* [Direction]
In the side hustle article, condense the paragraph beginning "L.A.-based artist and illustrator" into a shorter version that keeps its main facts.

* [Source excerpt]
#####

11 Lessons On Making Your Side Hustle Your Main Gig

Photographed by Emman Montalvan.
If you’ve worked a desk job that requires a lot of (okay, constant) sitting and screen-staring, you know the fantasy: You break out of the soul-crushing 9-to-5(-ish) routine to pursue your real passion. And for those who actually find an outlet for all that bottled-up creative energy, the daydream goes from chimerical to, But really, what if this was my main thing?

L.A.-based artist and illustrator Kenesha Sneed asked herself that question when she took up ceramics three years ago as a release from her full-time gig as an art director. Spending all her extra time behind a spinning wheel paid off: Her stoneware ceramics, under the name Tactile Matter, snagged spots on One Kings Lane and in West Elm last year.
Photographed by Emman Montalvan.
Eager to extract some entrepreneurial wisdom (and get a glimpse of her work in action), we partnered with Nixon to catch up with Sneed at her studio. The 30-year-old maker let us in on what she's learned from venturing out on her own, like accepting mistakes and surrounding yourself with the right people. Get her advice for seriously pursuing your side hustle below, then step away from the screen — you've got a business name to brainstorm.
Do the thing you want to be doing all the time.
“Ceramics was one of those things I became obsessed with from the start. Sometimes you gravitate towards a craft and it’s really hard for you to not do it. Even if I wasn’t making any money from it, it’s something that would be a hobby. It was only a hobby turned business because I had made so many pieces that I was either going to throw them away, give them to friends, or start selling them.”

#####

(Object location annotation data)
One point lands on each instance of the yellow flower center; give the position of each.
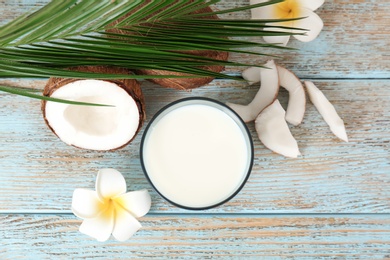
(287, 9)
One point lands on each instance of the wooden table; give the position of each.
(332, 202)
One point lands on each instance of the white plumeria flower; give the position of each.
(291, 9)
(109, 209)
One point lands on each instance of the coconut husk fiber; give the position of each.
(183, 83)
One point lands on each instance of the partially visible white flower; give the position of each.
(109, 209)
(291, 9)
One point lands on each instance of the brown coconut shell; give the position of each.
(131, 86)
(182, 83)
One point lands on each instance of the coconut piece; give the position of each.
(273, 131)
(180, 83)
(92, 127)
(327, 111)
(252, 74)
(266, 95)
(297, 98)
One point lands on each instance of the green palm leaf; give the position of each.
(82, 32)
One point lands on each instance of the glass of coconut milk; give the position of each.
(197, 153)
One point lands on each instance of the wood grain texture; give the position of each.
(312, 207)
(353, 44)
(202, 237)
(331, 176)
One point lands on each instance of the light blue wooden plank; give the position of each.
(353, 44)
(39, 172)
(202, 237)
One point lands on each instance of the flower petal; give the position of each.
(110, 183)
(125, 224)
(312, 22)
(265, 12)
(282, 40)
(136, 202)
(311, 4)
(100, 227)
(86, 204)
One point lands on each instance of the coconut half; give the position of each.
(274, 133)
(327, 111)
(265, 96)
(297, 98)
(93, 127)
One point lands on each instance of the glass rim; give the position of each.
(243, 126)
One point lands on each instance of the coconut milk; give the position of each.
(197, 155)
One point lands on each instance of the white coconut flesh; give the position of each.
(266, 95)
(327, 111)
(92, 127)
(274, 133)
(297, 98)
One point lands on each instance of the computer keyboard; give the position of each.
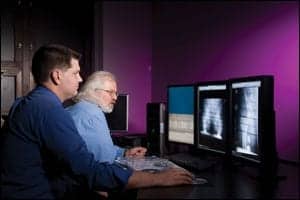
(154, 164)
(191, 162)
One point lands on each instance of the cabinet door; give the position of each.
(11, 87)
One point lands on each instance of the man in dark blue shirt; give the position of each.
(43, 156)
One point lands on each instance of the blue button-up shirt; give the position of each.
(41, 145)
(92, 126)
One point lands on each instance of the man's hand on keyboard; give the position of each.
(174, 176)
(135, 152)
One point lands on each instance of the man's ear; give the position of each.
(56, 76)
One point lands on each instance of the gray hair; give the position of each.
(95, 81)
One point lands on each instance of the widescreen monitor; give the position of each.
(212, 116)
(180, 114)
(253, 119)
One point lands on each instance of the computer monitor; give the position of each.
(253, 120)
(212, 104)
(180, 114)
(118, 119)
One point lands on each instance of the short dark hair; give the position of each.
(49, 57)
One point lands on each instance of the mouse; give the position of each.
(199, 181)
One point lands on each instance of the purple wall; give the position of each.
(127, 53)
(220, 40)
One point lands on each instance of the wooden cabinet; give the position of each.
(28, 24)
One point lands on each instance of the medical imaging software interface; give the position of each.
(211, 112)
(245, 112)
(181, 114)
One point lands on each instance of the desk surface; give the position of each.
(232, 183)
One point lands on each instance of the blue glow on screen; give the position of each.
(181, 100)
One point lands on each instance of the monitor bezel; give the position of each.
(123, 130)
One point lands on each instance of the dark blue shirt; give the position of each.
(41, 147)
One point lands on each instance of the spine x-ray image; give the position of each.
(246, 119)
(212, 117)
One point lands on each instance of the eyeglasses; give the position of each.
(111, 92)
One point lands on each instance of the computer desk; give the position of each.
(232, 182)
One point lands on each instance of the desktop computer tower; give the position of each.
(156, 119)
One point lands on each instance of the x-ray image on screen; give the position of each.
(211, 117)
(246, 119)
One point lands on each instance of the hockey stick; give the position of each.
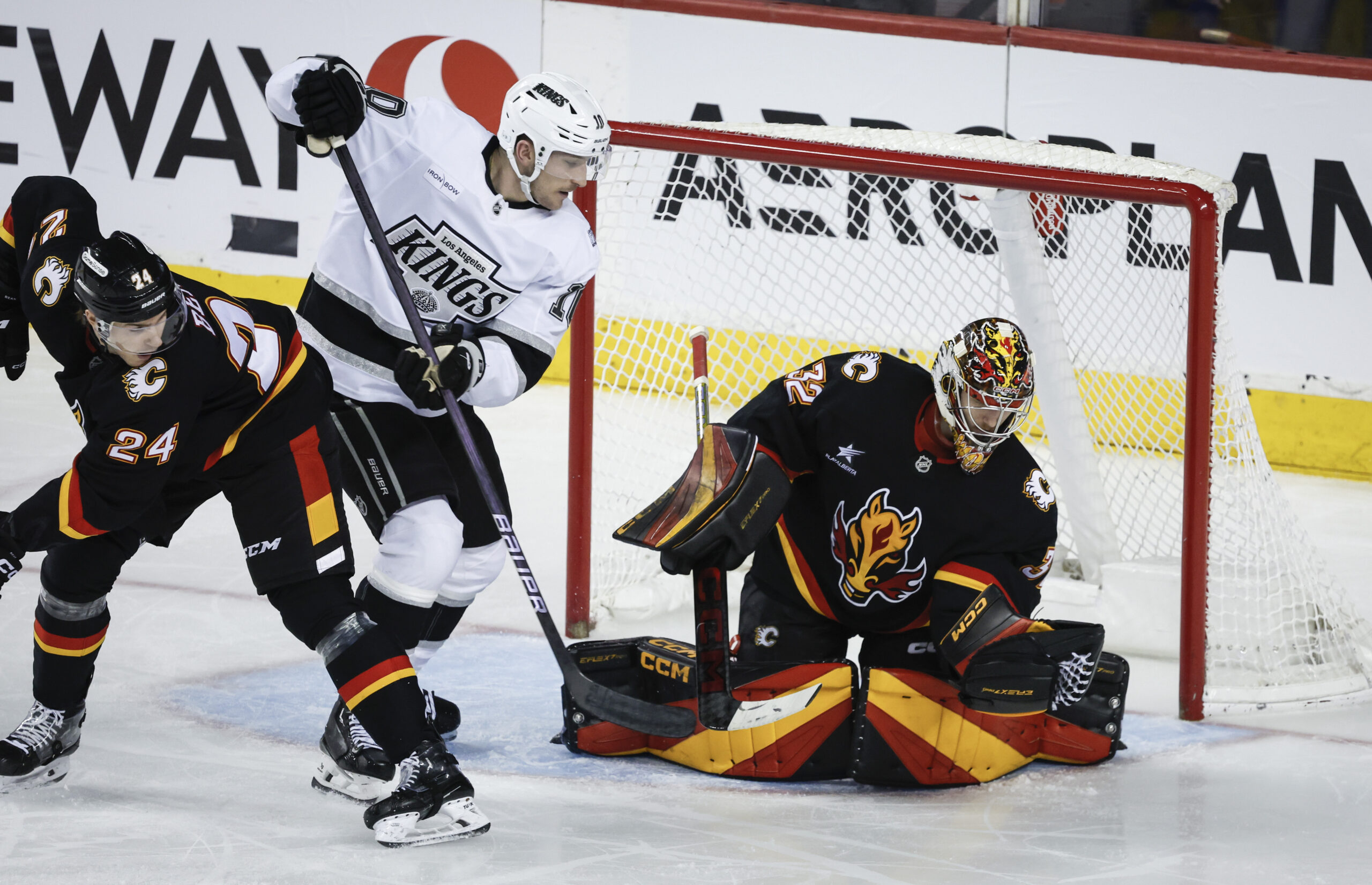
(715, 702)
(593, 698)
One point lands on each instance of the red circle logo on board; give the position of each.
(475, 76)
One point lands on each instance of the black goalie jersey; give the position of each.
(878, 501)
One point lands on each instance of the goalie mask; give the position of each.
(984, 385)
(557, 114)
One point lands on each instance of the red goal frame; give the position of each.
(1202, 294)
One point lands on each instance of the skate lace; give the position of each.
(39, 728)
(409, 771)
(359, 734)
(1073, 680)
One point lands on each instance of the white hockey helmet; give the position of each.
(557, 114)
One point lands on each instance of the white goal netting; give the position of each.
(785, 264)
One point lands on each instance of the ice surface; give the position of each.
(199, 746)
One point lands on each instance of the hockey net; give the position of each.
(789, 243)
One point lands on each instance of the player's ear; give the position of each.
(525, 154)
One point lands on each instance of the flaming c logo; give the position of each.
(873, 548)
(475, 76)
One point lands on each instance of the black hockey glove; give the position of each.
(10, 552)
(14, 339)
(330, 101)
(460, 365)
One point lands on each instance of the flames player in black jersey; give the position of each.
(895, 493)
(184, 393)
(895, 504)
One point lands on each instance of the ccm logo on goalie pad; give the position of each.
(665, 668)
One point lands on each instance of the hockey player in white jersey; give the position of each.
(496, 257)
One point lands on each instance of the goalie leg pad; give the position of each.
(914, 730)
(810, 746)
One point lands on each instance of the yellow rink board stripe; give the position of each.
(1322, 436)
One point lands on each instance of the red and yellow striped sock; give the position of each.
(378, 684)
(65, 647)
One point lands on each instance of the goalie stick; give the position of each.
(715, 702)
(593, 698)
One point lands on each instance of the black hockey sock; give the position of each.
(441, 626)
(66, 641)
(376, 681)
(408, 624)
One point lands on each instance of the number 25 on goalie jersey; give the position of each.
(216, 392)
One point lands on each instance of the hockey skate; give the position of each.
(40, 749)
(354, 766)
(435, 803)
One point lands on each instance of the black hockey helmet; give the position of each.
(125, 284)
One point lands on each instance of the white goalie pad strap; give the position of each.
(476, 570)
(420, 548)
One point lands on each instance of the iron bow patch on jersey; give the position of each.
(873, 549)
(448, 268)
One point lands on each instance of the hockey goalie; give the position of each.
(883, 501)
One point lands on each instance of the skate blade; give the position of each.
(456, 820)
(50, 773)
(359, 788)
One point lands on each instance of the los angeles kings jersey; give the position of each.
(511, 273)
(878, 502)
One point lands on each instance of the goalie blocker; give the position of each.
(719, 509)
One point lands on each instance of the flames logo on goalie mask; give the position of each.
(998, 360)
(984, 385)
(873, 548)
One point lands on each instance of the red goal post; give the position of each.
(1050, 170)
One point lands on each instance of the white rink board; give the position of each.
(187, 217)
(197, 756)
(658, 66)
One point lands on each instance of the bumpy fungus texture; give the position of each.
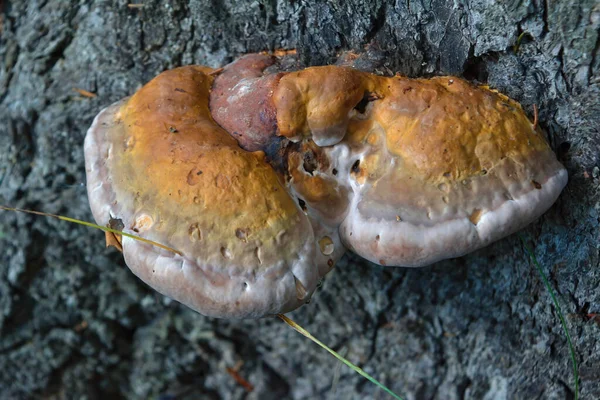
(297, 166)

#####

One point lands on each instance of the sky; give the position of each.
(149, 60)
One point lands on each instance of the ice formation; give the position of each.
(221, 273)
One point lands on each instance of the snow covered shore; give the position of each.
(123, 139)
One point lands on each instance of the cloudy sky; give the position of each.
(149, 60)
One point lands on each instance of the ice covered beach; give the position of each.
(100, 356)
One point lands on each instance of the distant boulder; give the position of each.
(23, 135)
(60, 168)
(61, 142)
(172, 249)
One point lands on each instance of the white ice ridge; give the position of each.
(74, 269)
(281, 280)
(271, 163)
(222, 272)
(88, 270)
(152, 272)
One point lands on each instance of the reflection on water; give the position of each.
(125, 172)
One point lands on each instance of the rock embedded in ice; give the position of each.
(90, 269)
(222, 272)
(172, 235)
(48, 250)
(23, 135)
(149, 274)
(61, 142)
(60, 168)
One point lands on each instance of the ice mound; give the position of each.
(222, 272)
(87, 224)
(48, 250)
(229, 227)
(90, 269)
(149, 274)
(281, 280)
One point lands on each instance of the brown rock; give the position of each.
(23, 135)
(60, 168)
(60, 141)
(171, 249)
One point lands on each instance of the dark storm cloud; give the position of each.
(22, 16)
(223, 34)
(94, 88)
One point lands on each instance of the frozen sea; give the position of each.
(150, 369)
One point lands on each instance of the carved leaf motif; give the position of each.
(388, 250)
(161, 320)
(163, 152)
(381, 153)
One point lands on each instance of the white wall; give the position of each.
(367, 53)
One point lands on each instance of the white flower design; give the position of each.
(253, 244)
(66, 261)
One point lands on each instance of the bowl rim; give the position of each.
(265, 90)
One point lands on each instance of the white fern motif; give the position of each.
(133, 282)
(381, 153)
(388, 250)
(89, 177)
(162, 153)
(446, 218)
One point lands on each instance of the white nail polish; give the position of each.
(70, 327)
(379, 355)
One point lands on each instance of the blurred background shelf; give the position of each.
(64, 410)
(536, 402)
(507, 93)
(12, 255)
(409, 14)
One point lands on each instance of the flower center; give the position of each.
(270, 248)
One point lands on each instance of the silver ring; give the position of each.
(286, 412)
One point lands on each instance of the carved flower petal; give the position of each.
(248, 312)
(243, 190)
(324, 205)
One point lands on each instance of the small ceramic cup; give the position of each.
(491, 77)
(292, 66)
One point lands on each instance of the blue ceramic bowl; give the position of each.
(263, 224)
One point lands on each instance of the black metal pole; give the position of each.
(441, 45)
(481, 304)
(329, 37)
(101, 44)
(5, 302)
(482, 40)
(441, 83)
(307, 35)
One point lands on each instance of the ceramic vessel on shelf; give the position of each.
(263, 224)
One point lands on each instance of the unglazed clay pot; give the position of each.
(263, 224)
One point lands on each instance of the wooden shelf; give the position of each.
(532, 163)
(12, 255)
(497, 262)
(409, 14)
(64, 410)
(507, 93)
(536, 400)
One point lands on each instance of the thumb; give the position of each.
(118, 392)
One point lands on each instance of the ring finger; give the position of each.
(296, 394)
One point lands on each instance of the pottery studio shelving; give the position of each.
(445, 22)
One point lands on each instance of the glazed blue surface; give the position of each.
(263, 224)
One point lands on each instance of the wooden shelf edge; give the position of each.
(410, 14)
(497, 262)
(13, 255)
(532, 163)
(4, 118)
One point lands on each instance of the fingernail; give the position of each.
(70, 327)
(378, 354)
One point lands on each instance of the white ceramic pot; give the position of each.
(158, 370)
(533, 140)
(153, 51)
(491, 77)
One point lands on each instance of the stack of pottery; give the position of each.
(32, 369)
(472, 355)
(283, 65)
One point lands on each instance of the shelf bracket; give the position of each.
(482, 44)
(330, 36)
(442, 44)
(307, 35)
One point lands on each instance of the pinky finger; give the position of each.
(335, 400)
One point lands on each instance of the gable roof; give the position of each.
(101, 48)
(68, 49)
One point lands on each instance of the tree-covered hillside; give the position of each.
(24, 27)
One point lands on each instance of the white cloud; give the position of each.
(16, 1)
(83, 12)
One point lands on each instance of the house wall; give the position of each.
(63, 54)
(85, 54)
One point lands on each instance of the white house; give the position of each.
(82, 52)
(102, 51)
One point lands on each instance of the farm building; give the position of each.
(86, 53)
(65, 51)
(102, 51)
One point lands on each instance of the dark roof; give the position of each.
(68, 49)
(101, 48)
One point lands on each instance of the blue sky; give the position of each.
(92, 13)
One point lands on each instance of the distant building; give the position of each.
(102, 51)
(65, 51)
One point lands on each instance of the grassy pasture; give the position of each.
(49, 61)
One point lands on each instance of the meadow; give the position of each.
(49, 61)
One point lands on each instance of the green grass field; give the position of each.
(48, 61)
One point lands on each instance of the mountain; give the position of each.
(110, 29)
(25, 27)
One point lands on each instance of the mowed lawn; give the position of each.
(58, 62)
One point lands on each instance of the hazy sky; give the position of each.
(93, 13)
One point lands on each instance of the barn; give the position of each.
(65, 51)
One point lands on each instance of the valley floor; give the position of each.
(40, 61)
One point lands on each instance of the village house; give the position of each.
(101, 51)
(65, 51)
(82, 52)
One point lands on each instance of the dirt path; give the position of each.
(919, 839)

#####

* [Finished task]
Kenesha Sneed, an L.A.-based artist and illustrator, began doing ceramics three years ago as an outlet from her full-time job as an art director. The extra time she put in paid off. Last year her stoneware, sold as Tactile Matter, appeared on One Kings Lane and in West Elm.